- _Stated exercise_
Recast the entries below as a two-column CSV with the header instruction,points, giving one row per entry. Put each entry's text and its answer each in a single quoted field, replace line breaks with spaces, and leave out the pictures.

[Entries from a pointing dataset]
-----

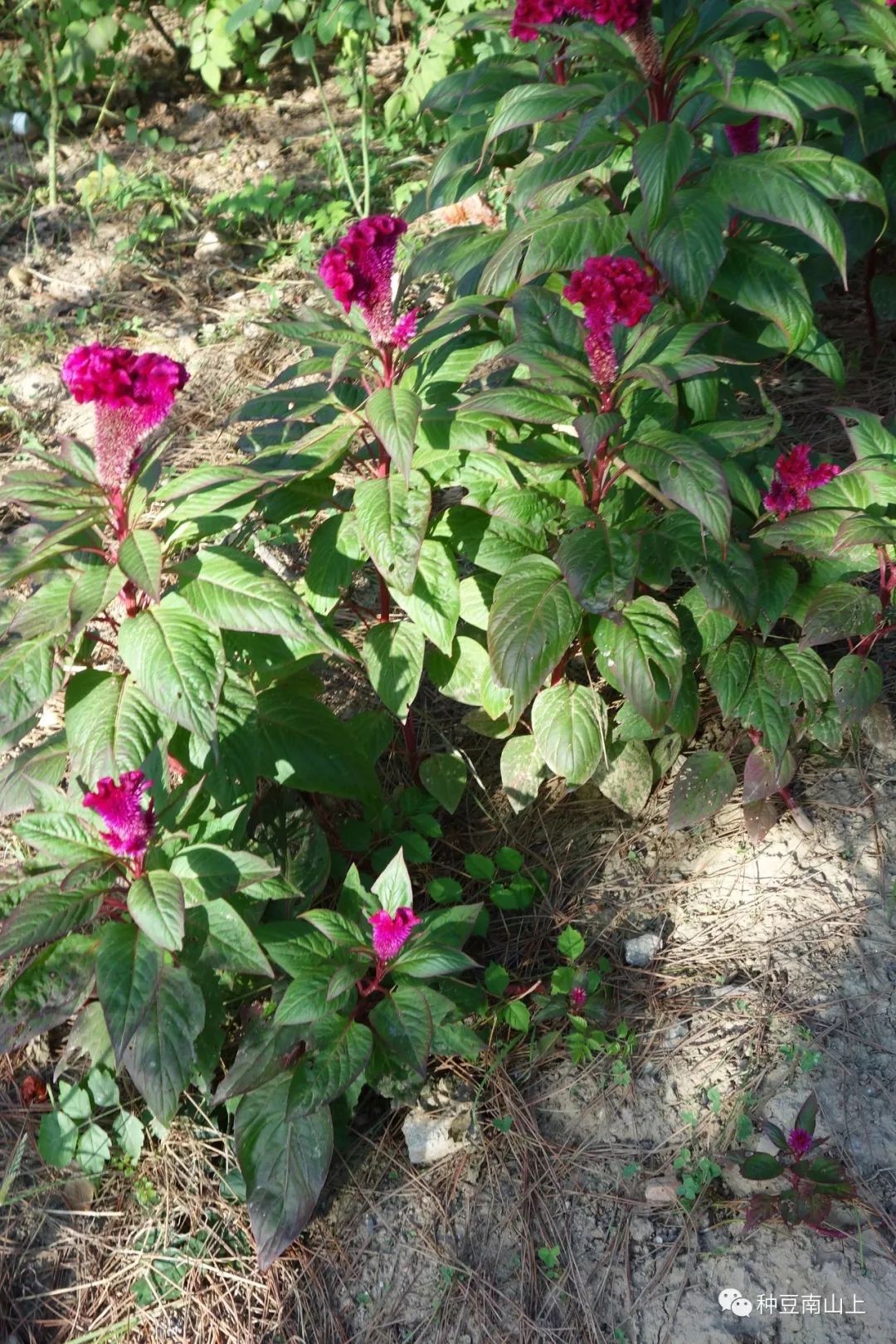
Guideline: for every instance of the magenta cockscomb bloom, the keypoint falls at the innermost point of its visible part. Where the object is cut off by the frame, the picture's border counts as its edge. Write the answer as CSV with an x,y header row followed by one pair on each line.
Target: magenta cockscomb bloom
x,y
531,15
359,270
578,997
794,477
132,394
800,1142
744,139
391,932
611,290
121,806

-----

- _Task answer_
instruction,points
"Guideline: for every instance of the magenta cockscomb bloom, the keypoint falls at the innermost point of its visible part. Where the object is cut off by the frame, the picture's border counts as its edge. Write the answer as CSV with an x,y header row followed by one pair on each line. Target: magenta cockscomb bloom","x,y 531,15 359,270 578,997 794,477 132,394 800,1142 744,139 391,932 611,290 121,806"